Goal of the exercise:
Retype the passage of the article on unregistered children of teen mothers below, starting at "Rafiki pointed out" and ending at "newborns for registration.".

Supplied passage:
_ _ _ _ _

Most of the children born to teen mothers are not registered by the state, a senior official at the Gender Monitoring Office has said.
Chief Gender Monitor Rose Rwabuhihi said this made it hard for policymakers to integrate these children in the national planning process, calling on local leaders to facilitate the children’s civil registration.
"We should know that these children are Rwandans just like any other citizen,” she said.
Rwabuhihi was speaking Sunday at Rwanda Patriotic Front (RPF)’s general assembly in Eastern Province, which discussed challenges affecting teenage mothers and their children.
Not registering them, she said, means that they hardly benefit from government programmes such as Inkongoro y’Umwana, a nutritional initiative under which children from impoverished households receive free milk.
Teen mothers face wide-ranging challenges before and after giving birth.
According to the Gender Monitoring Office, defilement is responsible for some 20,000 pregnancies every year in the country.
This number is big enough to make up an entire sector’s population, the administrative unit just below the district level.
"We call on district mayors, executive secretaries of sectors and other officials to facilitate the registration of these children,” she said, also urging all service providers, such as health facilities, to help take care of the children whether officially registered or not.
One of the reasons why there is low registration, the Gender Monitoring Office says, is that most teenage mothers who were sexually abused don’t have access to antenatal care during pregnancy due to the fact that they are largely stigmatised in society.
"With the first antenatal visit requiring the presence of husband, it is not that easy for teens who were sexually abused,” Rwabuhihi said.
She added: "When they tell her to bring her husband, she goes to the street and picks a bicycle-taxi rider to help her out and that’s a kind of relationship started with another man; will he give her that service for free?”
Rwabuhihi said that such a situation exposes such girls to more problems.
"Service providers, help us, encourage the pregnant teens to visit health centres to complete the four antenatal visits,” she added.
Saverna Uwimana, a rural development activist, told the media last week that some of these children are not registered because their teen mothers are too young to posses the national ID.
One can only access the Rwandan ID once they turn 16.
"Some of these mothers are barely 15,” she said, adding that in order to navigate through such challenges, some of the teen mothers opt to register their newborns under the names of their own parents.
"A child must be registered to their own parents, not the grandparents,” she explained.
Ephrem Rafiki, the Director of Kibungo Health Centre, Ngoma District, told The New Times, that only few pregnant teens go for antenatal care.
Even most of those who come do so when they are almost due, he said.
However, Rafiki said they do not require pregnant teens to bring their ‘husbands’ with them during antenatal care visits.
"When they come, we treat them in the same way we treat other women, but we add the counseling element, we try to find out if she was raped. When we discover some problems, we refer them to Isange One Stop Centre at Kibungo Referral Hospital for specialised care,” he added.
Isange One Stop Centres are police-run facilities that provide specialised care to victims of sexual abuse.
Rafiki pointed out that check-ups for an expectant mother allows healthcare workers to know if there is a problem with the pregnancy, and if so, they try to help accordingly.
He said this is even more important for teens because they are more vulnerable.
Immaculee Nyirayizeyimana, the Executive Secretary of Nyamirama Sector, Kayonza District, told The New Times that although only a few teen mothers register their children, a mother has the right to have her child registered with the authorities even without the presence of the father.
Previously, she said, the father was required for a child’s registration. "Both parents were previously needed for civil registration of the child but notaries no longer deny these services on the basis of the absence of one parent.
But she acknowledged that even adult women who have no husbands are hesitant to take their newborns for registration.
"They fear responsibility when they learn that the child will officially be put under their custody upon registration and that the absent father will not be legally recognised,” she said.

_ _ _ _ _

Provided records:
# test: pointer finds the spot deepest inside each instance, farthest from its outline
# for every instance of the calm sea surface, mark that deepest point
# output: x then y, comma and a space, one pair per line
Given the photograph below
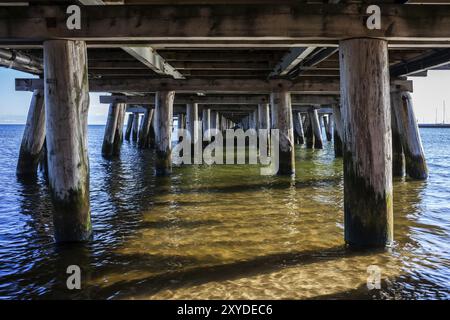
222, 231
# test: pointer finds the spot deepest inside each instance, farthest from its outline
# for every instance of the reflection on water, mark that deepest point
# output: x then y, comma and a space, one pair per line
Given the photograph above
222, 231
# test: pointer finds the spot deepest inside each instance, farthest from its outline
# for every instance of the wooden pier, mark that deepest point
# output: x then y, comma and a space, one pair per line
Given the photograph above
292, 66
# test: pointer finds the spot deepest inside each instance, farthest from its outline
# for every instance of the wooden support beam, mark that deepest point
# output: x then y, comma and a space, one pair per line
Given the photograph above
307, 85
146, 55
66, 109
135, 128
33, 138
315, 58
221, 24
144, 132
154, 61
414, 66
316, 128
129, 126
206, 120
328, 123
291, 60
338, 134
264, 116
309, 131
282, 120
163, 132
118, 136
416, 166
110, 130
398, 157
298, 127
368, 211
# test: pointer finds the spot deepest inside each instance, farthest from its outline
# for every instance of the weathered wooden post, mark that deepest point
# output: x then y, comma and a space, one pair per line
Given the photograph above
282, 120
416, 166
181, 119
135, 129
328, 122
145, 129
315, 124
398, 157
118, 136
366, 113
110, 130
66, 108
298, 128
206, 121
129, 126
309, 132
33, 138
338, 135
163, 135
263, 116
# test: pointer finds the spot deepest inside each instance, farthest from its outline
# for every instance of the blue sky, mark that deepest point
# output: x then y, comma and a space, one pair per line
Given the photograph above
428, 97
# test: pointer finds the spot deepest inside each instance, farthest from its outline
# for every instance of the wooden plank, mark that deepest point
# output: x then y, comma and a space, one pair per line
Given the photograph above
302, 99
301, 23
146, 55
291, 60
194, 85
366, 112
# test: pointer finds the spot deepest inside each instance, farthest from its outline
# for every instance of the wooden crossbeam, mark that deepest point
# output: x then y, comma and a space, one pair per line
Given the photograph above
223, 99
291, 60
307, 85
221, 24
416, 66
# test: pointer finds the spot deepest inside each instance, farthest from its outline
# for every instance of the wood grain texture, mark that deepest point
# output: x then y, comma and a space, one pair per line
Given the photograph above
316, 128
416, 166
298, 127
33, 137
282, 120
110, 130
398, 156
366, 114
118, 136
135, 128
163, 133
145, 129
66, 108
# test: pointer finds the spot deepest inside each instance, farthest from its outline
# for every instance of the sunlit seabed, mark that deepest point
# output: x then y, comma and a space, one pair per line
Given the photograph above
222, 232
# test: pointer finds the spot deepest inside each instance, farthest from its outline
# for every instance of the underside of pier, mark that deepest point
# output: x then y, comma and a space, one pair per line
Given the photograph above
292, 66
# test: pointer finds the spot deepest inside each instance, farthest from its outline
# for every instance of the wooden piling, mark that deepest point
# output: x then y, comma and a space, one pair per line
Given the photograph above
129, 126
366, 111
118, 136
315, 124
415, 163
309, 132
163, 134
338, 131
206, 122
282, 120
328, 123
66, 108
298, 128
135, 128
145, 129
110, 130
33, 138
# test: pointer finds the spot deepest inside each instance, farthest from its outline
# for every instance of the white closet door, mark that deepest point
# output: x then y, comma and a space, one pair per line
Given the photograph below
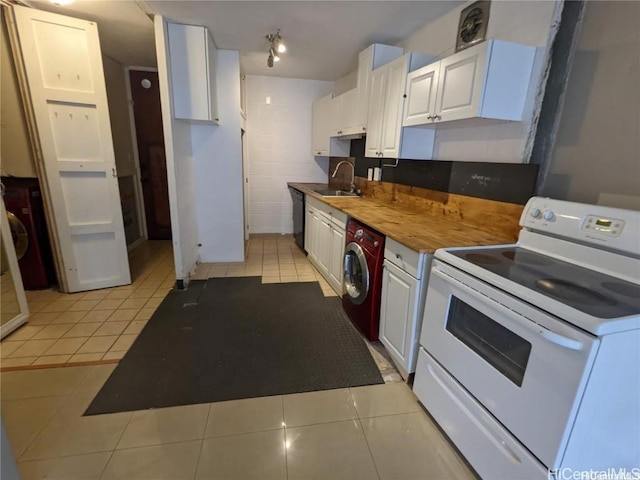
64, 72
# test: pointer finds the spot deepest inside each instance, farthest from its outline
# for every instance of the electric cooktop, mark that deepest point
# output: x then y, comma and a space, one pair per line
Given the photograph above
587, 290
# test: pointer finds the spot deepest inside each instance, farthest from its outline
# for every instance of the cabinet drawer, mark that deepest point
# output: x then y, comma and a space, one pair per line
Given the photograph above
338, 218
408, 260
486, 444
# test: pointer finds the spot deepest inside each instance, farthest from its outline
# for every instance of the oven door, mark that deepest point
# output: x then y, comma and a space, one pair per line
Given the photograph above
525, 366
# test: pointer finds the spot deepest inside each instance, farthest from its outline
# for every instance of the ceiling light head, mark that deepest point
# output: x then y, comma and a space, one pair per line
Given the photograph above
276, 47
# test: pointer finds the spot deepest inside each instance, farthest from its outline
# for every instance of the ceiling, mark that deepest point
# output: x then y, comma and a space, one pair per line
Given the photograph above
323, 37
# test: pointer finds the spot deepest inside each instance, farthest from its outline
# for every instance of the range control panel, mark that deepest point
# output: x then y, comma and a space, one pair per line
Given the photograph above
604, 226
617, 228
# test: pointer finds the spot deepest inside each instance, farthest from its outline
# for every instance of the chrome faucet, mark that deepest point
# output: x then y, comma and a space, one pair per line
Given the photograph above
352, 187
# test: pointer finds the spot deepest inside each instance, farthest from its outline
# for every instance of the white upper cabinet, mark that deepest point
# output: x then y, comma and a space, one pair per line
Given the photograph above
343, 115
385, 136
421, 95
489, 80
192, 59
369, 59
322, 145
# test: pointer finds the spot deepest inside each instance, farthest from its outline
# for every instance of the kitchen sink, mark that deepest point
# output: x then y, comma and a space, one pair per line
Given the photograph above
335, 193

_ _ _ _ _

Response to this task:
Rafiki pointed out that check-ups for an expectant mother allows healthcare workers to know if there is a problem with the pregnancy, and if so, they try to help accordingly.
He said this is even more important for teens because they are more vulnerable.
Immaculee Nyirayizeyimana, the Executive Secretary of Nyamirama Sector, Kayonza District, told The New Times that although only a few teen mothers register their children, a mother has the right to have her child registered with the authorities even without the presence of the father.
Previously, she said, the father was required for a child’s registration. "Both parents were previously needed for civil registration of the child but notaries no longer deny these services on the basis of the absence of one parent.
But she acknowledged that even adult women who have no husbands are hesitant to take their newborns for registration.